§ **Article**

** Start **

Unix and Linux Help, Resources and information for Unix/Linux, Mac OS X. Articles on blogging, web site mechanics, and self employment. Mostly techy, Unix/Linux related, but we don't really try to stay tightly focused. If you've never been here before, there's a lot to explore.
Kerio is renaming its mailserver to "Kerio Connect". My initial reaction is that changing "Mailserver" to "Connect" is a bad idea. They feel that because the product is so much more than a mailserver, changing the name is appropriate.
I do partly agree. Many of my customers only use the email features and ignore all of the collaboration aspects. Sometimes that's because they see no need for scheduling, etc. and sometimes it's because they just never noticed those capabilities (someone only using POP or IMAP, for example).
Well, regardless of how I feel about it, the next release will be Kerio Connect. It's in beta now and looks solid enough that its release is likely not very far way, so let's take a look at what it offers.
A few releases back Kerio introduced scheduled administrative deletion of Junk and Deleted Items messages. With Kerio Connect 7, this has been extended to include all folders (except Contacts, for obvious reasons). You can set a policy that automatically deletes all messages domain-wide after so many years.
I don't see this as particularly useful for most companies. First, it's only domain-wide - at least right now, this hasn't been brought to individual users as the control of Junk and Deleted is now. Some users may need to keep some email (or particularly specific email folders) forever. I think this needs more fine-grained control to be useful.
One of the first features I noticed is distributed domains. From the manual:
If your company uses more Kerio Connect servers physically scattered (located in different cities, countries, continents), you can now add them to a cluster and move all users across all servers involved into a single email domain (distributed domain).
Note that this isn't load balancing. One server is the master point where all incoming email arrives; it is responsible for relaying any that belong at a satellite server. The "slave" servers should have the master set as their relay also if you want single-point archiving and backup.
The "Master /Slave" designation is arbitrary. All servers are really peer to peer and use the same directory service. You determine which servers mailboxes belong on which server and which is the master. Obviously that would need to be the server that is set as the MX for the domain also.
You'll find this in Services, set to run on port 587. Kerio suggests using this to get around the problem of outgoing port 25 being blocked at hotels and public access points. The user sets his outgoing SMTP port to 587 and the Kerio server listens on that. As this service requires authentication, it can't be used by spammers - unless they've hacked the user's account, of course, but at least we do then absolutely know the source of the spam!
The Message Submission service is defined in RFC 2476 and has much more to do with mail architecture than just bypassing blocked ports. This FAQ: SMTP Message Submission to Proposed Standard describes the reasoning behind the RFC.
The release notes say:
Kerio Connect uses a more efficient file access method to the message store data. This includes the properties.fld database access and listing mailbox folders.
That doesn't tell us much, does it?
The "properties.fld" file is apparently IMAP annotation data. It's interesting to look at what these metadata files are:
But that still doesn't tell us how any of this helps speed up file access.
Kerio has a problem with very large mailbox folders. They store individual mail messages rather than packing them all into one database as Exchange does. I think that's the right approach, but it can cause performance issues. These files are designed to help that by providing a mix: database files pointing to individual messages. Apparently this release has made some changes in this area; we'll see if it helps very large folders.

** End **

§ **Given records**
** Start **

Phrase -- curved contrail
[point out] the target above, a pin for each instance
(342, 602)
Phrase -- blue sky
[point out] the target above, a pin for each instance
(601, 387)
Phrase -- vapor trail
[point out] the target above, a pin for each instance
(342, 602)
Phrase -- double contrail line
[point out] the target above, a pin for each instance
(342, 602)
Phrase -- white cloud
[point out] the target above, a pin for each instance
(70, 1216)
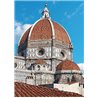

** End **

§ **Direction A**
Please swap "blocked ports" for "closed ports" in the Kerio Connect article from "The Message Submission" to "behind the RFC.", and give that passage in full.
§ **Direction B**
Extend the Kerio Connect article, picking up after its final sentence.

§ **Written reply A**
The Message Submission service is defined in RFC 2476 and has much more to do with mail architecture than just bypassing closed ports. This FAQ: SMTP Message Submission to Proposed Standard describes the reasoning behind the RFC.

§ **Written reply B**
I'd much prefer to see domain or user controlled folder archiving. I'm not referring to the archiving found in Archiving and Backup but rather moving older messages into another folder at regular intervals. For example, if this were set for monthly archiving, everything in your Inbox from last month would be moved to Inbox-2009-09. But that's not a feature of this release and may never be.
With Kerio Connect 7, you can now do all administrative functions through your web browser. For example, on the server itself, I can connect to http://localhost/admin.
This actually runs on port 4040 and there's no control over that in Administration. However, it is listed in mailserver.cfg, so you could adjust this as necessary.
Speaking of config files, there's a new cluster.cfg file. I assume that is for the distributed domains mentioned earlier, but there is also an undocumented Cluster section in the mailserver.cfg, so bigger plans may be afoot. That's pure speculation, of course.
The web administration is very useful - it's not that it's at all difficult to download the free administrative console, but having this available from any web browser is handy,
The release notes mention over-the-air synchronization of HTC Hero mobile devices and that the IMAP server has been improved for better support of multi-session IMAP connections. You'll be able to rename a domain also. That seems to be about it.
/Kerio/connect-beta.html copyright and reprint notice
I wrote this up after a forum discussion in which several posters didn't really understand why ">" can free disk space when "rm" cannot. The basic problem is that if another process has a file open (for reading or writing, it doesn't matter), the disk blocks are not freed by an "rm" until the process or process using the file quits (or stops using the file, at least). That part seems to be well understood.
What is perhaps more difficult to understand is why a simple ">" CAN free up the bytes that "rm' cannot.
For those very new to Unix/Linux: if you are using almost any shell but "csh", a ">" followed by a file name will empty that file. That is, it will be truncated to zero bytes without changing the ownership or permissions. On more recent Linux machines, you may have a "truncate" command that will do the same thing.
For those NOT new to Unix or Linux, this article isn't meant for you. Unfortunately, it was linked to from some places frequented by more advanced users. Feel free to read it, of course, but it's not going to tell you anything you do not already know.
To show that, we need to write a little code. I'll use Perl for that, but if you don't grok Perl, don't worry -I'll explain it as we go along. I did this on a Mac, but you'd see the same thing on Linux or BSD.
Let's start with the "rm" issue. Our Perl code will just open a file and loop. We'll run that in one Terminal window and do everything else in another.
The script just opens "t" and then loops. It never reads or writes anything, but it does have "t" open while running.
The file "t" already exists before running this and is large enough to notice its absence in "df". Here it is before the script runs and while it runs:.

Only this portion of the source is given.